| ASSIGNMENT |
Nothing is needed except the lines below that run from the one with "Where can the license" through the one with "Where can the metal pole", repeated exactly.
▼
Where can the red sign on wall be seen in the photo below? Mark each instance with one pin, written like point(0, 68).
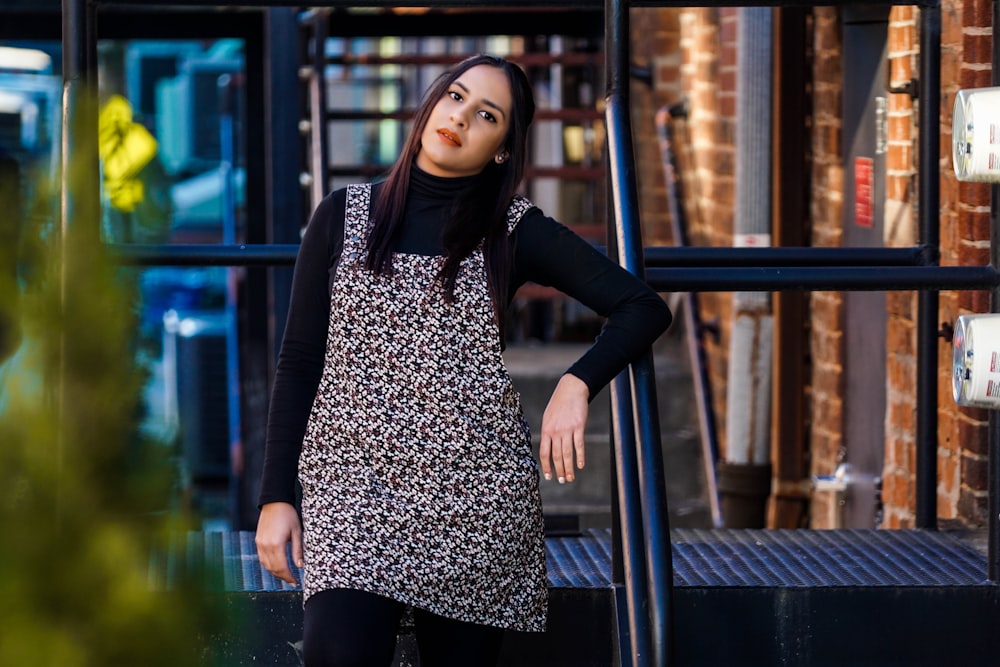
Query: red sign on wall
point(864, 191)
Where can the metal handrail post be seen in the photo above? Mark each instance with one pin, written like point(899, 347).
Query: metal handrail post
point(993, 499)
point(631, 515)
point(624, 192)
point(929, 198)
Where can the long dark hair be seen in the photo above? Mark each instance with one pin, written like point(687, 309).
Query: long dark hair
point(481, 213)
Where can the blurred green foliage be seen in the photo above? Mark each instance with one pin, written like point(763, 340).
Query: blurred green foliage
point(85, 497)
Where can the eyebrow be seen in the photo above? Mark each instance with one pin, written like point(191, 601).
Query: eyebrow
point(487, 102)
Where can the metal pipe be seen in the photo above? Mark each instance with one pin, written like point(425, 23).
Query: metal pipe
point(657, 257)
point(625, 200)
point(825, 278)
point(621, 161)
point(930, 234)
point(541, 4)
point(993, 499)
point(631, 515)
point(182, 254)
point(703, 256)
point(79, 196)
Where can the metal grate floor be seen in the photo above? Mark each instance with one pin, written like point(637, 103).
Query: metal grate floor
point(701, 558)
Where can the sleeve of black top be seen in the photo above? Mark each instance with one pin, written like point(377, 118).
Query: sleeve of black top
point(548, 253)
point(303, 349)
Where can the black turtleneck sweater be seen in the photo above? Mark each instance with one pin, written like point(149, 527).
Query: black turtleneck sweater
point(545, 252)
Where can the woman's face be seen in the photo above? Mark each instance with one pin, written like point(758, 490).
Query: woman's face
point(467, 126)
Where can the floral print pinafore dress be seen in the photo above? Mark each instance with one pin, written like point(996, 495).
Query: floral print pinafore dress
point(419, 482)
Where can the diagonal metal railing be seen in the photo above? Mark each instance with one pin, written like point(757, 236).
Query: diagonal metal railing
point(645, 529)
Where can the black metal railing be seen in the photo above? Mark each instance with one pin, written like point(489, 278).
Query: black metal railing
point(645, 529)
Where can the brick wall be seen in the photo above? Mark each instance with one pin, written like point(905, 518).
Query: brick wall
point(899, 474)
point(708, 77)
point(962, 432)
point(826, 207)
point(692, 52)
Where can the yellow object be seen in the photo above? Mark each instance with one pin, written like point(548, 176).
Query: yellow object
point(125, 148)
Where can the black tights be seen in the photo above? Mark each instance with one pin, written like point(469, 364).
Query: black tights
point(348, 628)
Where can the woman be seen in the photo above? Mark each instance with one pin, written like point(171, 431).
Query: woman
point(392, 402)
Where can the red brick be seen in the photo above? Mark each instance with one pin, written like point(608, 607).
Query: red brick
point(973, 436)
point(975, 472)
point(977, 13)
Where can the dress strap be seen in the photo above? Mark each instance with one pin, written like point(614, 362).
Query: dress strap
point(356, 215)
point(518, 207)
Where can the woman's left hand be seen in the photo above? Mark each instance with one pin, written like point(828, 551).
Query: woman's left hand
point(563, 425)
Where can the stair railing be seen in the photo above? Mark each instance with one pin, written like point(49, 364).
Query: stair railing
point(647, 556)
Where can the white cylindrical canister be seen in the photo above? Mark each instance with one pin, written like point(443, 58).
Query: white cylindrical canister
point(976, 360)
point(975, 132)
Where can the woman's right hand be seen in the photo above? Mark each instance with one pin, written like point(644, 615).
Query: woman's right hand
point(279, 523)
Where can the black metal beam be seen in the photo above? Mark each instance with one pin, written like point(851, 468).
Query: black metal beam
point(693, 256)
point(493, 4)
point(872, 278)
point(929, 197)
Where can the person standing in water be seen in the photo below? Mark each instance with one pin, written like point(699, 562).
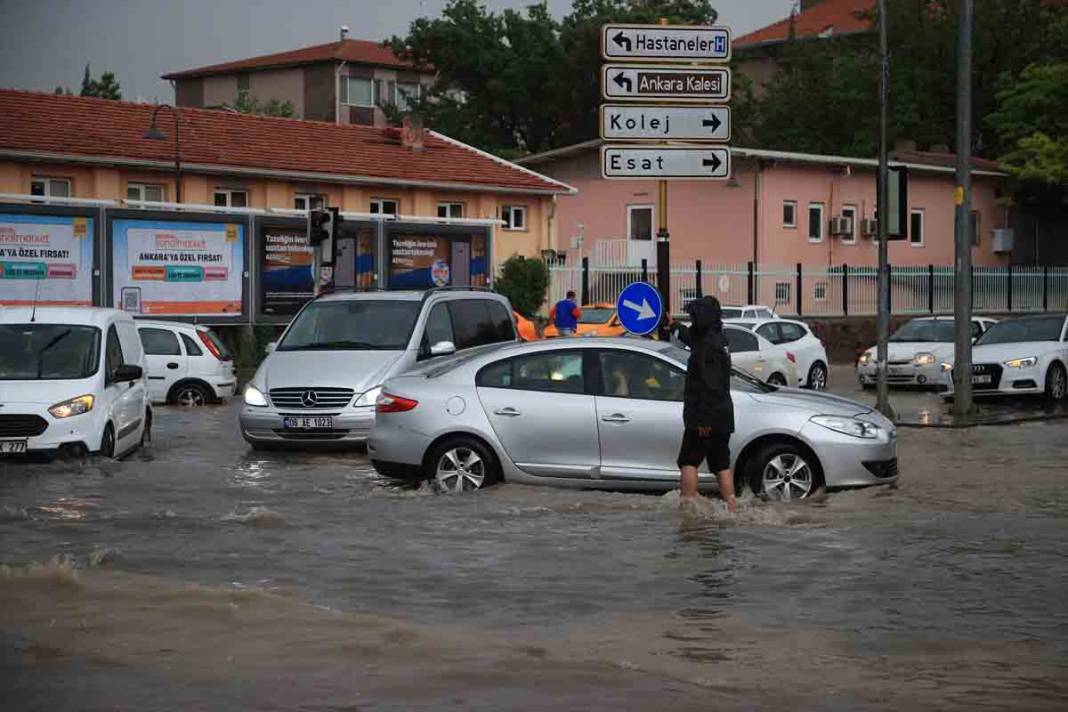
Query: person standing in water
point(707, 409)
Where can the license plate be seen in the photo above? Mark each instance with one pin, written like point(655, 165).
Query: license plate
point(318, 423)
point(12, 446)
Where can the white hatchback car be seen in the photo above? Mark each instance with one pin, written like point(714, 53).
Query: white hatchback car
point(72, 380)
point(188, 364)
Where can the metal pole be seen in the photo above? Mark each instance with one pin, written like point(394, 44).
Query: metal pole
point(882, 201)
point(962, 295)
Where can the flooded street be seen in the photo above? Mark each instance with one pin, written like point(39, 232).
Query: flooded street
point(201, 574)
▲
| RESULT |
Where can the license plate be seen in the photo above? Mark each instance with one pin, written like point(655, 165).
Query: license plate
point(318, 423)
point(12, 446)
Where can the white hatchback car be seen in the photo above? Mark each instance with one pin, written like point(714, 53).
Query: white hatchback car
point(72, 380)
point(188, 364)
Where can the metal pole be seen in the photo above? Mark each instance with one pin, written like point(394, 44).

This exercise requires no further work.